#### [What is asked]
Write out only the tail of the records, beginning at the line containing "Please put a point on the woman's hand" and including the last line, exactly as written.

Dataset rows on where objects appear
·····

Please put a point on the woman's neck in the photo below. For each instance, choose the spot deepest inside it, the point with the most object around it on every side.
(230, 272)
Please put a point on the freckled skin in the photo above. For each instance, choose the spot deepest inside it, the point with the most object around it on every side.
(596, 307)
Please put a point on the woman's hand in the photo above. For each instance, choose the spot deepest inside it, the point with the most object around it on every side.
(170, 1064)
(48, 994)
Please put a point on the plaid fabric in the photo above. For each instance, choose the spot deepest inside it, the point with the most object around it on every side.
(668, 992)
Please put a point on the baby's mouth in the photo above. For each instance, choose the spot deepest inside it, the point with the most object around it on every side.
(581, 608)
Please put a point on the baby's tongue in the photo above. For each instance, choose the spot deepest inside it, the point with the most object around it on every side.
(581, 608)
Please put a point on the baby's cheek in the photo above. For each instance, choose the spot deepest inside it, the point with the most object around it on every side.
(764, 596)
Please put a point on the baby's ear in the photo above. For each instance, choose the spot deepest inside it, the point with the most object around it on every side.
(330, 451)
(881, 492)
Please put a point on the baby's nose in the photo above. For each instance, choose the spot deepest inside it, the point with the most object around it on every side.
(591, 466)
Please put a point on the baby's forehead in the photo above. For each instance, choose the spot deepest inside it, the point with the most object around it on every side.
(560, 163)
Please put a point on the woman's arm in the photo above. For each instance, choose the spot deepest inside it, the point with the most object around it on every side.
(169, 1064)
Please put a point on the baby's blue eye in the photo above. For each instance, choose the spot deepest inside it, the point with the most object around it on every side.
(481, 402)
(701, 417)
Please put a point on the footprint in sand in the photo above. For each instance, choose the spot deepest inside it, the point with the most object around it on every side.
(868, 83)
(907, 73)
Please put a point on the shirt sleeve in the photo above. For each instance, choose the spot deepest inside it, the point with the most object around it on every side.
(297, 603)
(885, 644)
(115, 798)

·····

#### [Result of the task]
Please put a point on the woman's hand in the photo above. For each instance, choose the spot deepest inside it, the point with the most object around it on every side.
(170, 1064)
(48, 994)
Please put a point on the plaid fabric in the photo above. For each instance, choose the spot deepest inside it, the point with the most object around it on every side.
(668, 992)
Please put a point on the baby's mouth in the photo above. For each instance, choose the spot deepest inside it, the point with the most object around it on every side.
(581, 608)
Please put a point on the baby's tongue in the photo above. For each instance, choose the spot deepest inside it, the point with the most object around it on every side.
(581, 608)
Please put a point on the baby's cheek in the photo above. For each instance, choose the spot deepest inside it, the point with the most object around it on every side.
(764, 596)
Please put a point on the baby's ear in the photo above. For each instance, choose the spot deepest inside it, the point with the most object around it on every side.
(330, 451)
(881, 492)
Please put a point on the baby's nose in the photo above. For each instance, choose the spot deepest inside it, the point with the most object around it on every side.
(591, 466)
Please put a point on the baby's forehead in the photo above. For each instance, choose the spot deepest inside it, the point with the most object around it on every side.
(560, 163)
Please put a point on the woman's arm in the photo above. For each instance, choose the spot deepest inside it, the point with the most object around it on every side.
(169, 1064)
Please put a point on the baby's blue eye in the photo above. For each instance, choose the spot deepest inside it, the point with the most object around it on every side.
(481, 402)
(701, 417)
Please put a point on the footprint in sand in the photo above. For each instance, choose the spot deepest inside it, the point with the most object around it on every side.
(868, 83)
(907, 73)
Please put a point on the shirt sleeve in the photo above. For each instance, choose the spot deepest inside it, the point with the most object around it on every side.
(297, 603)
(885, 644)
(115, 798)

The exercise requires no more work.